*Exercise objective:* Please rewrite the material from the line containing "Detect tower shaft" through the end, inclusive, replacing "sculpture" with "statue" and leaving everything else the same.
>>>
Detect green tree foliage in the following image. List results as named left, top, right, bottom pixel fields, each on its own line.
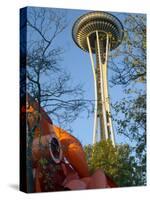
left=84, top=140, right=144, bottom=187
left=109, top=14, right=146, bottom=184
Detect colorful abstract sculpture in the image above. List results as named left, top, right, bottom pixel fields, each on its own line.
left=21, top=94, right=116, bottom=192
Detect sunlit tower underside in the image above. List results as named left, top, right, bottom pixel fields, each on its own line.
left=72, top=11, right=123, bottom=145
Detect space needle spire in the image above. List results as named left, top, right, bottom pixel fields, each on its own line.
left=72, top=11, right=123, bottom=145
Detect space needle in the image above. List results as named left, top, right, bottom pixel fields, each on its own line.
left=72, top=11, right=124, bottom=145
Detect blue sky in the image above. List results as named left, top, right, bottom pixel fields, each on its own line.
left=26, top=8, right=145, bottom=144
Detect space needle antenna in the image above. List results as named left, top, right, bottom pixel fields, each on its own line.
left=72, top=11, right=124, bottom=146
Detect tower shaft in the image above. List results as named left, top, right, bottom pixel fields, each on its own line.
left=72, top=11, right=124, bottom=145
left=87, top=31, right=115, bottom=144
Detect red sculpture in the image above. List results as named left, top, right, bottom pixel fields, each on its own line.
left=21, top=95, right=117, bottom=192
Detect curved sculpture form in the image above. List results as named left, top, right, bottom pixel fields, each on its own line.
left=72, top=11, right=124, bottom=145
left=21, top=95, right=116, bottom=192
<<<
*Result of this task:*
Detect tower shaft in the image above. List results as named left, top, right, bottom pixel fields, each on its own line.
left=72, top=11, right=124, bottom=145
left=87, top=31, right=115, bottom=144
Detect red statue in the image above. List results as named left, top, right, bottom pixel fields, each on its own line.
left=21, top=95, right=117, bottom=192
Detect curved statue form in the image above. List results as named left, top, right, bottom pixel fields, each on its own line.
left=72, top=11, right=124, bottom=145
left=21, top=95, right=116, bottom=192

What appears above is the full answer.